**Document text**
— begin —
Friday, September 01, 2006

"tellin my story"

you ever get such strong butterflies that it feels like they are trying to push their way out? man was i nervous yesterday! im dressed cute on my way from work, i pick up eddie and we drive to miami beach. it took about thirty minutes to get there with making 3 u-whips and finding a place to park. i walked up to the building and they had those automatic doors.

"Babe this shit won't open!"

"it says they close at 6 are you sure your appointment was at 6:30."

im freaking, call up the number and the lady says some people are coming down, they will let you in. wait 10 minutes.......nobody.

"im gonna walk around to the other side"
— end —
**Given information**
— begin —
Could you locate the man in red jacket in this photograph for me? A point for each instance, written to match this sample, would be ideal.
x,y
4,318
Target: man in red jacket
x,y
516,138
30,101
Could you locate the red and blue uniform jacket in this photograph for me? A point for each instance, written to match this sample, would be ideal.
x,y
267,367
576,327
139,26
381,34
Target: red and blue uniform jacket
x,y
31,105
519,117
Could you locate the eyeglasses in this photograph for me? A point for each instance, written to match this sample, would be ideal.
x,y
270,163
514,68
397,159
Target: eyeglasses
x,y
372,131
— end —
— begin —
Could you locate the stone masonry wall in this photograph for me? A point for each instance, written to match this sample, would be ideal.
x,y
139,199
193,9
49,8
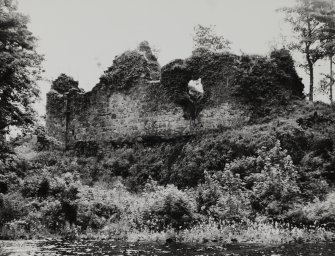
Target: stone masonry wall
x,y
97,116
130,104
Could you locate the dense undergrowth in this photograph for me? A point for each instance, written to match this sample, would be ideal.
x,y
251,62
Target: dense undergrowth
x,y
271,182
— end —
— begin —
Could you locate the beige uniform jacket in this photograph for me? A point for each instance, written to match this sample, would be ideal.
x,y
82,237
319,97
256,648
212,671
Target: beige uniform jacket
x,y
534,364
— end —
**Exercise tasks**
[A] Pick out each line of the listing that contains the word "dense" and copy it.
[B] Extend the blog post about the nervous trip to Miami Beach, picking up right after its last line.
The blog post and the listing have nothing to do with each other.

**Results of the exercise**
[A]
Could you locate the dense undergrowth in this photograph for me? A point for each instance, written to match this sample, would be ideal.
Target: dense undergrowth

[B]
eddie gave me a kiss good luck and went to miami subs across the street. i walk around, (i don't know if you've ever been to miami, but there are a lot of homeless people just walking around...i saw 3 laying in the shadows of this building.....i walked as fast as i could in heels) and of course as soon as i get up to the door people come down and walk out the other side. Fucking people! i wait some more stubborn...and a lil scared...to walk around again. FINALLY someone comes out the door...i get in the elevator and head up to the 4th floor. Follow the hall and knocked on the door. I am greeted by two women in their early 20's. They told me to fill out this log and then i went to a back room where they video taped me "tellin my story." (which i will get into another day)

i gotta wait a couple of weeks before i know if im gonna get to have those artists tattoo me. i found out that if you wanna get tattooed by any of them you have to go thru this process. im pretty excited, it'd be cool to get picked! let you know when i hear from them.

SO0o its Labor Day weekend.....3 days to sit on my ass....lovin it! hope you all enjoy yours and get fuckered up!